═════ Record extracts

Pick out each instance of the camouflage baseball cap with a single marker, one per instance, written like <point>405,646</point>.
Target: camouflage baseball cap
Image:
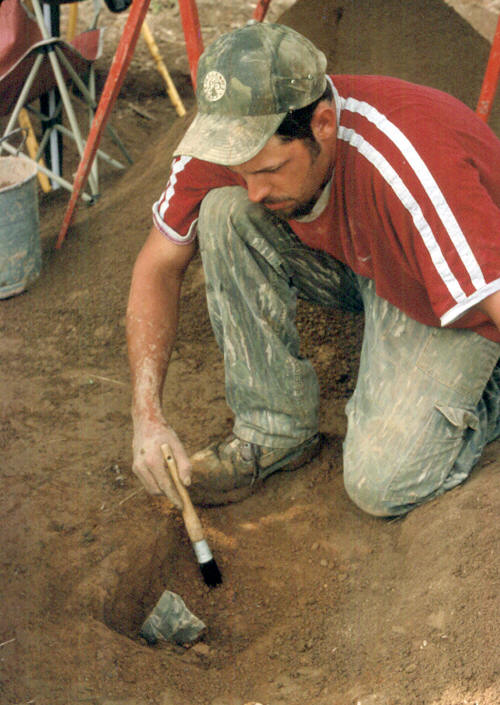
<point>247,81</point>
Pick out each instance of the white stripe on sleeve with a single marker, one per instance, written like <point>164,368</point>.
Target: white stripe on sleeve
<point>430,186</point>
<point>393,179</point>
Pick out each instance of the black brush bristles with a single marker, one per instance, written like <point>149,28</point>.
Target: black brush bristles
<point>211,573</point>
<point>208,567</point>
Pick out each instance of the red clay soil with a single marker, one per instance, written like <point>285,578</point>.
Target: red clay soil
<point>320,603</point>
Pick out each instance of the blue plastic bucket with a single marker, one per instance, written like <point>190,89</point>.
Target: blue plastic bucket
<point>20,247</point>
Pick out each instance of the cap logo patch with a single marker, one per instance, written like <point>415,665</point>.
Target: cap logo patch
<point>214,86</point>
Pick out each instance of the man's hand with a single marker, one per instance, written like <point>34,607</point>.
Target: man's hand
<point>149,465</point>
<point>152,314</point>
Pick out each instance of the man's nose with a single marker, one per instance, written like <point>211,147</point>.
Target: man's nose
<point>257,188</point>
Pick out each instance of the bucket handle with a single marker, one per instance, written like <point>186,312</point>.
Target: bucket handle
<point>14,132</point>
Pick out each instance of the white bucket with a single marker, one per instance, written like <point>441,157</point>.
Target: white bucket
<point>20,246</point>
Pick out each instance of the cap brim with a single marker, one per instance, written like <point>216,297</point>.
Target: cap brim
<point>228,140</point>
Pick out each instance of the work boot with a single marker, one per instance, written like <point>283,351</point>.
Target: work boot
<point>227,471</point>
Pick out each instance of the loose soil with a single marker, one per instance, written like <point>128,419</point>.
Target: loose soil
<point>320,603</point>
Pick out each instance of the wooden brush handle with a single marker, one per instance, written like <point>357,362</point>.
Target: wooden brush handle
<point>191,520</point>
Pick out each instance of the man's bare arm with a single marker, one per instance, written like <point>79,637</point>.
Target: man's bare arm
<point>491,307</point>
<point>152,317</point>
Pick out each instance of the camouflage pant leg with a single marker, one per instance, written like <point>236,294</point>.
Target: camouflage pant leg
<point>255,268</point>
<point>426,403</point>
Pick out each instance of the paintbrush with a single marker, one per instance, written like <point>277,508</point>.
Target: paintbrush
<point>208,567</point>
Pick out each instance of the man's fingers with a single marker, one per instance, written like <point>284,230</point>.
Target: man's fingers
<point>147,480</point>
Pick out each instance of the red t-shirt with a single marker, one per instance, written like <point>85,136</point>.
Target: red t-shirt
<point>414,202</point>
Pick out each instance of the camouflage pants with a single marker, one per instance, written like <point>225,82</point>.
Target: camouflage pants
<point>427,400</point>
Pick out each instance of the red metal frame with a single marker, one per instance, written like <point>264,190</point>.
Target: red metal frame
<point>192,34</point>
<point>123,56</point>
<point>490,80</point>
<point>117,72</point>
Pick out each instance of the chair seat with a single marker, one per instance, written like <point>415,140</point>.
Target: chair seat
<point>81,52</point>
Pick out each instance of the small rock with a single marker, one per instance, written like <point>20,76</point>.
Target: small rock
<point>201,649</point>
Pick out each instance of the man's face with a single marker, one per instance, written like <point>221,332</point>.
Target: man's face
<point>287,177</point>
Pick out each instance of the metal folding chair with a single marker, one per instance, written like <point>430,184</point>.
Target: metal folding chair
<point>32,63</point>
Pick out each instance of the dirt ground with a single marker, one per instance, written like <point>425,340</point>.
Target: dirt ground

══════════

Add -45 to every coordinate in the answer points and write out again only the records starting at the line that contains "Pick out each instance of the chair" and ending at the last line of the records, requests included. Leave the numbers in the requests and their format samples unchanged.

Pick out each instance of the chair seat with a single marker, one per instance, written like <point>415,140</point>.
Target: chair seat
<point>36,7</point>
Pick out each instance of the small rock with a single marker, one per instance, written like <point>20,76</point>.
Target: small rock
<point>156,604</point>
Pick out each instance of the man's face with a single marker, one per instance, written like <point>221,332</point>.
Target: man's face
<point>242,132</point>
Pick out each instance of the metal folding chair with a single marker, one per instance, written like <point>430,184</point>.
Target: metal folding chair
<point>-13,18</point>
Pick out each instance of the dirt ground with a single marker, one per instance, written like <point>425,340</point>.
Target: dirt ground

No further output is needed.